Problem to solve: Update the rows starting at the beginning and ending at the line that contains "top-left (0, 92), bottom-right (198, 283)", changing "yellow sleeve" to "yellow cuff" and keeping everything else the same. Leave out the pictures.

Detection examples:
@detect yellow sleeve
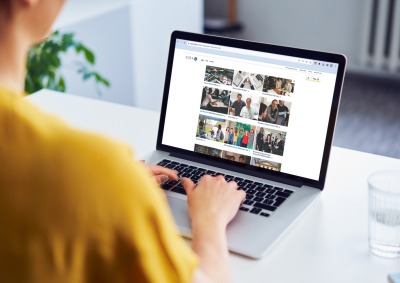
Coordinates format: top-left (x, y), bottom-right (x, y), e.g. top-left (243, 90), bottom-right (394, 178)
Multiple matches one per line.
top-left (55, 129), bottom-right (198, 282)
top-left (0, 92), bottom-right (198, 283)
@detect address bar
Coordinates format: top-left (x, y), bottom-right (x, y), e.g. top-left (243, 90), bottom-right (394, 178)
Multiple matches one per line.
top-left (186, 41), bottom-right (298, 62)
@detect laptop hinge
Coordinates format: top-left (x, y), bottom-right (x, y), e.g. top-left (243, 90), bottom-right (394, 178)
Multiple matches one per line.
top-left (170, 153), bottom-right (303, 188)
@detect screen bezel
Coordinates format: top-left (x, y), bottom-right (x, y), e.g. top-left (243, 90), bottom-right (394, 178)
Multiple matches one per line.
top-left (156, 31), bottom-right (346, 190)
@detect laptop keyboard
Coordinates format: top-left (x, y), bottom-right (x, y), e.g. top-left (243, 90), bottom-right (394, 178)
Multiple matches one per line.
top-left (158, 159), bottom-right (294, 217)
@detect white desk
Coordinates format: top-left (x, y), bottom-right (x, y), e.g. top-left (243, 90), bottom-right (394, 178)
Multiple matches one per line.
top-left (28, 91), bottom-right (400, 283)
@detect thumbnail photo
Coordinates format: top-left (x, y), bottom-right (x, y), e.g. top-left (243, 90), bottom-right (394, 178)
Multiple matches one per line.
top-left (225, 121), bottom-right (256, 149)
top-left (250, 157), bottom-right (282, 172)
top-left (262, 76), bottom-right (294, 96)
top-left (196, 115), bottom-right (226, 142)
top-left (200, 86), bottom-right (231, 114)
top-left (204, 66), bottom-right (233, 85)
top-left (255, 127), bottom-right (286, 156)
top-left (194, 144), bottom-right (222, 157)
top-left (233, 71), bottom-right (264, 91)
top-left (258, 97), bottom-right (292, 127)
top-left (222, 151), bottom-right (251, 164)
top-left (229, 92), bottom-right (260, 120)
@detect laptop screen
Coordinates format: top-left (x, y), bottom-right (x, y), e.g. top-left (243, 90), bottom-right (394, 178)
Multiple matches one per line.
top-left (162, 32), bottom-right (339, 184)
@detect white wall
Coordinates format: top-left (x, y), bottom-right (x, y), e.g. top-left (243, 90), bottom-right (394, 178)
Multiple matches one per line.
top-left (56, 0), bottom-right (204, 111)
top-left (57, 5), bottom-right (135, 105)
top-left (132, 0), bottom-right (204, 111)
top-left (217, 0), bottom-right (365, 65)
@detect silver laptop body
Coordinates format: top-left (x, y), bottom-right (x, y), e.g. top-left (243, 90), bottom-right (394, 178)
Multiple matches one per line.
top-left (145, 31), bottom-right (346, 258)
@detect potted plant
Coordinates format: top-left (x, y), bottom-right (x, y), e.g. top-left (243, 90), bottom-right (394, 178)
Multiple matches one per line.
top-left (25, 31), bottom-right (110, 94)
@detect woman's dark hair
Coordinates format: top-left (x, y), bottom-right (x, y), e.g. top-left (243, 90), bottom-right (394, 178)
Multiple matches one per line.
top-left (0, 0), bottom-right (12, 19)
top-left (258, 102), bottom-right (267, 115)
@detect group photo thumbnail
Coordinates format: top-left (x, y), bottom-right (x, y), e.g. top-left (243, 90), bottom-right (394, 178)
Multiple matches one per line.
top-left (196, 115), bottom-right (226, 143)
top-left (200, 86), bottom-right (231, 114)
top-left (255, 127), bottom-right (286, 156)
top-left (224, 121), bottom-right (256, 149)
top-left (194, 144), bottom-right (222, 158)
top-left (262, 76), bottom-right (294, 96)
top-left (233, 71), bottom-right (264, 91)
top-left (250, 157), bottom-right (282, 172)
top-left (222, 151), bottom-right (251, 164)
top-left (229, 92), bottom-right (260, 120)
top-left (258, 97), bottom-right (292, 127)
top-left (204, 66), bottom-right (233, 85)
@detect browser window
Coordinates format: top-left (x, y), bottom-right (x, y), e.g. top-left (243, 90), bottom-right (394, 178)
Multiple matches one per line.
top-left (162, 39), bottom-right (338, 180)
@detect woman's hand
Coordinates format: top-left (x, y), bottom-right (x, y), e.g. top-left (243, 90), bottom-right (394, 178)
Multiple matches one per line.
top-left (182, 175), bottom-right (246, 229)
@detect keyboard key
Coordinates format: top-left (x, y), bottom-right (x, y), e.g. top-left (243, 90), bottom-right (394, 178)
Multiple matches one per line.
top-left (256, 191), bottom-right (266, 198)
top-left (273, 197), bottom-right (286, 207)
top-left (254, 186), bottom-right (266, 193)
top-left (171, 185), bottom-right (186, 195)
top-left (161, 183), bottom-right (174, 191)
top-left (253, 202), bottom-right (276, 211)
top-left (250, 207), bottom-right (261, 214)
top-left (264, 194), bottom-right (276, 199)
top-left (275, 192), bottom-right (290, 198)
top-left (247, 184), bottom-right (257, 189)
top-left (263, 199), bottom-right (275, 205)
top-left (165, 180), bottom-right (180, 186)
top-left (253, 196), bottom-right (264, 202)
top-left (243, 200), bottom-right (254, 205)
top-left (238, 182), bottom-right (247, 188)
top-left (263, 184), bottom-right (273, 189)
top-left (174, 166), bottom-right (185, 172)
top-left (246, 194), bottom-right (254, 200)
top-left (157, 161), bottom-right (169, 167)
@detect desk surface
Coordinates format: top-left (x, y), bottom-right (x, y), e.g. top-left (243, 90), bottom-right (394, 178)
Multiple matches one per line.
top-left (27, 90), bottom-right (400, 283)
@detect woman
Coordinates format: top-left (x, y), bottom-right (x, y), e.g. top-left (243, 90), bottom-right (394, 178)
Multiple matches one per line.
top-left (215, 125), bottom-right (224, 142)
top-left (233, 128), bottom-right (239, 145)
top-left (263, 134), bottom-right (272, 153)
top-left (258, 102), bottom-right (268, 122)
top-left (201, 88), bottom-right (213, 110)
top-left (241, 131), bottom-right (249, 148)
top-left (247, 129), bottom-right (255, 149)
top-left (256, 128), bottom-right (264, 151)
top-left (0, 0), bottom-right (245, 282)
top-left (236, 129), bottom-right (243, 146)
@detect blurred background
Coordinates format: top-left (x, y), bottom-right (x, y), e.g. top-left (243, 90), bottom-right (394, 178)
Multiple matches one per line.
top-left (46, 0), bottom-right (400, 158)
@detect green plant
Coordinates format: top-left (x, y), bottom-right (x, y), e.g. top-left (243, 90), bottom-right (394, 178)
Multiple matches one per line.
top-left (25, 31), bottom-right (110, 93)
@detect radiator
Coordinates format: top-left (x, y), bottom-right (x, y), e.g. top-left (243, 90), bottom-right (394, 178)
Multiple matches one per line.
top-left (359, 0), bottom-right (400, 75)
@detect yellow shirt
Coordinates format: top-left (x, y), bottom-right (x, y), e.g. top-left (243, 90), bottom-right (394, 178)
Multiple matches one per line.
top-left (0, 89), bottom-right (198, 283)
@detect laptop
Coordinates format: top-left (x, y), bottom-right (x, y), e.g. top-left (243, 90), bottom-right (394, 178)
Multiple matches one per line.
top-left (145, 31), bottom-right (346, 258)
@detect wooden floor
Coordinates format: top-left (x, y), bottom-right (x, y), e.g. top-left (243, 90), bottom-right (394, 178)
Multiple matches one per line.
top-left (333, 74), bottom-right (400, 158)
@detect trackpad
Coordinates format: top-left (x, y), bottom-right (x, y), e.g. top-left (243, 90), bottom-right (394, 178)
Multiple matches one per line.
top-left (167, 196), bottom-right (192, 237)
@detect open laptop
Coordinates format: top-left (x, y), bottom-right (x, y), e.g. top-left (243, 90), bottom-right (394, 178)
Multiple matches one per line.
top-left (145, 31), bottom-right (346, 258)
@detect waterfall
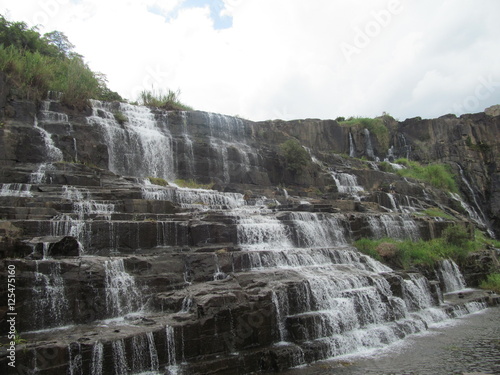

Answer to the problem:
@detect yellow cuff
Coordinates format: top-left (x, y), bottom-right (x, y), e.g. top-left (243, 90), bottom-right (394, 178)
Multiple matches one per line.
top-left (55, 129), bottom-right (198, 282)
top-left (0, 92), bottom-right (198, 283)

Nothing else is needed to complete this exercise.